*** Opening of Supplied records ***

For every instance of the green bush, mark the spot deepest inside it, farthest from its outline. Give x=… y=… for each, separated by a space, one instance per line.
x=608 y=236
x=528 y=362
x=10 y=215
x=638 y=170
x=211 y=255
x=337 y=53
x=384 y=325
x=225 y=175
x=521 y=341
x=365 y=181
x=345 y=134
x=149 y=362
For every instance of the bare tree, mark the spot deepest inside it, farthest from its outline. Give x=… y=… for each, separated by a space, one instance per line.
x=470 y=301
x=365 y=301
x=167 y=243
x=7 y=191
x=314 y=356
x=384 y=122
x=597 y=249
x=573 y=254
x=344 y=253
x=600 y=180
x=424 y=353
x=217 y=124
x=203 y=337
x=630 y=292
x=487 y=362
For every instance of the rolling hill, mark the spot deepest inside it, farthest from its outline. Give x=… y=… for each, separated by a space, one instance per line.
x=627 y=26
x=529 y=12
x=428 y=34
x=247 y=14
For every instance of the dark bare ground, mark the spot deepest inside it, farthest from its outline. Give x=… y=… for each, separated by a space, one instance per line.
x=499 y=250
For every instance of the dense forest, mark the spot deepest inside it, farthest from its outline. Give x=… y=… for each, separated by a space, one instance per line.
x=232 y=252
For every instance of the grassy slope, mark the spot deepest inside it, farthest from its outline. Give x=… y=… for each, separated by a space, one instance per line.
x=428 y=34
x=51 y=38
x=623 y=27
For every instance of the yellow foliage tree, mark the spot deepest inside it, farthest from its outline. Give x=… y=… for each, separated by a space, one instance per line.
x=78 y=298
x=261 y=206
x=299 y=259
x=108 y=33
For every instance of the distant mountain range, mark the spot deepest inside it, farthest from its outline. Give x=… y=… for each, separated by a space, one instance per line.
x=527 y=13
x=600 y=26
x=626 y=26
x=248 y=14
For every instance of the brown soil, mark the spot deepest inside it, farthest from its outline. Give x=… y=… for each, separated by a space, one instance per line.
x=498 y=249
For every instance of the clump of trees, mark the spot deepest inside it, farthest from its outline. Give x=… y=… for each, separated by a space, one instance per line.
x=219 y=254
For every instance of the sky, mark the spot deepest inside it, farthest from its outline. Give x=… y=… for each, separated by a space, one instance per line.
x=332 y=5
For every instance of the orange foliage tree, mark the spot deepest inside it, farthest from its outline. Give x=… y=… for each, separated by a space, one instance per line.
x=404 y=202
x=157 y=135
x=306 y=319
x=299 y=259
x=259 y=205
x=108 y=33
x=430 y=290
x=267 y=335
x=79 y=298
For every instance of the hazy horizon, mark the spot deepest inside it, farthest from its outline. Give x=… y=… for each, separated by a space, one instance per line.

*** Close of Supplied records ***

Work instruction: The line with "For every instance of the distant" and all the lines after it in the records above are to be output exactly, with nothing added.

Answer to the problem:
For every instance of the distant mountain range, mark the spot deepest inside it, farthest from its outline. Give x=… y=… for each, separated by a space, one instance per line.
x=527 y=13
x=600 y=26
x=626 y=26
x=248 y=14
For every instance of the brown soil, mark the spot deepest inside it, farthest from its outline. Give x=… y=… for each, separated by a space, one instance per line.
x=498 y=249
For every instance of the clump of trees, mark the spot deepest inside it, farthest from its outline. Give x=… y=… for each, separated by a space, one instance per line.
x=219 y=254
For every instance of the sky, mark the spot deepest inside it, farthest from its outline. Give x=… y=… for each, separated by a space, one instance per line.
x=332 y=5
For every instance of the orange foliage tree, mark the spot deepest inside it, farthest from its outline. Give x=… y=… for each, separated by a space, one instance per line.
x=404 y=202
x=157 y=135
x=306 y=319
x=299 y=259
x=259 y=205
x=108 y=33
x=430 y=290
x=267 y=335
x=79 y=298
For every instance of the hazy horizon, mark the spot deepest inside it, farthest from its outline. Give x=… y=… for each, separated by a space, one instance per line.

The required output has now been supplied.